Passage:
------------------------------

Astronomers found a star circling a massive black hole, just about 2.5 times the distance between the Earth and the Moon.

"This white dwarf is so close to the black hole that material is being pulled away from the star and dumped onto a disk of matter around the black hole before falling in", said Arash Bahramian, lead author with the University of Alberta and MSU, in a press release.

Slavko Bodganov, an associate research scientist and co-author of the paper, said that the combination of the unrivaled capabilities of these telescopes led to the discovery of the unusual cosmic pair that sits in a star cluster about 14,800 light-years away.

The binary system of the star and black hole is called X9, and the black hole within the system appears to be a stellar-mass black hole, which is relatively small.

While the existence of the binary known as 47 Tuc X9 was already known, the discovery of the new evidence was made using deep space telescopes belonging to Nasa and The Commonwealth Scientific and Industrial Research Organisation (CSIRO).

------------------------------

Material:
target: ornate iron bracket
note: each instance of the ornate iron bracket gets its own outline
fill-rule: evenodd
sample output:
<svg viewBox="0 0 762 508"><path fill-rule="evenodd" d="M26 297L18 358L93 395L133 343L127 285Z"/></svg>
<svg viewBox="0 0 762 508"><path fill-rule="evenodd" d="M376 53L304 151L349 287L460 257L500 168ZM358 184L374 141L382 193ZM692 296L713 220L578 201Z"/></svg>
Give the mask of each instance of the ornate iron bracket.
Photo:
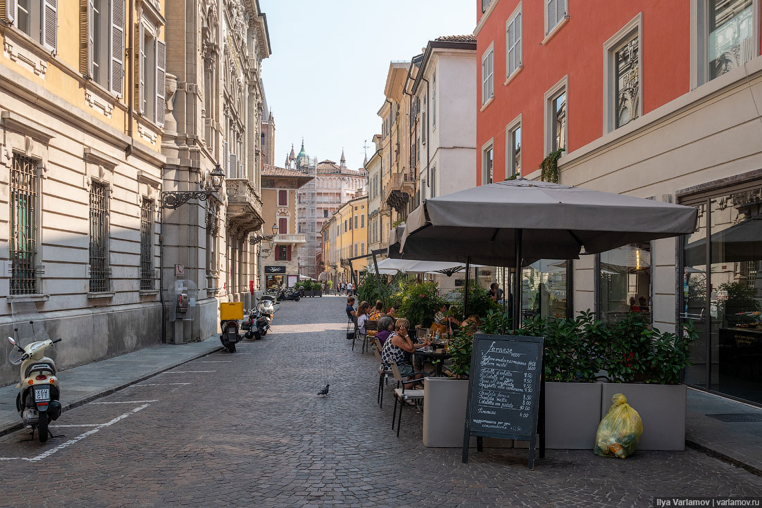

------------------------------

Actions to take:
1. Using the black hole passage, answer the following:
(a) How close to the black hole does the star circle?
(b) How far away is the star cluster containing the pair?
(c) What is the binary system of the star and black hole called?
2. Carry the black hole passage forward, beginning after its final sentence.
The items have no connection to the black hole passage.

Results by task:
1.
(a) About 2.5 times the distance between the Earth and the Moon.
(b) About 14,800 light-years.
(c) X9, also known as 47 Tuc X9.

2.
The duo are in the globular cluster 47 Tucanae, a dense cluster of stars in our galaxy about 14,800 light years away from Earth. The star's remaining core then became a white dwarf and settled into orbit around the black hole.

"Eventually so much matter may be pulled away from the white dwarf that it ends up becoming an exotic kind of planet", said Craig Heinke, an associate professor in the Department of Physics who helped lead the global team investigating the phenomenon. A high level of oxygen in X9 suggests that the star is a white dwarf.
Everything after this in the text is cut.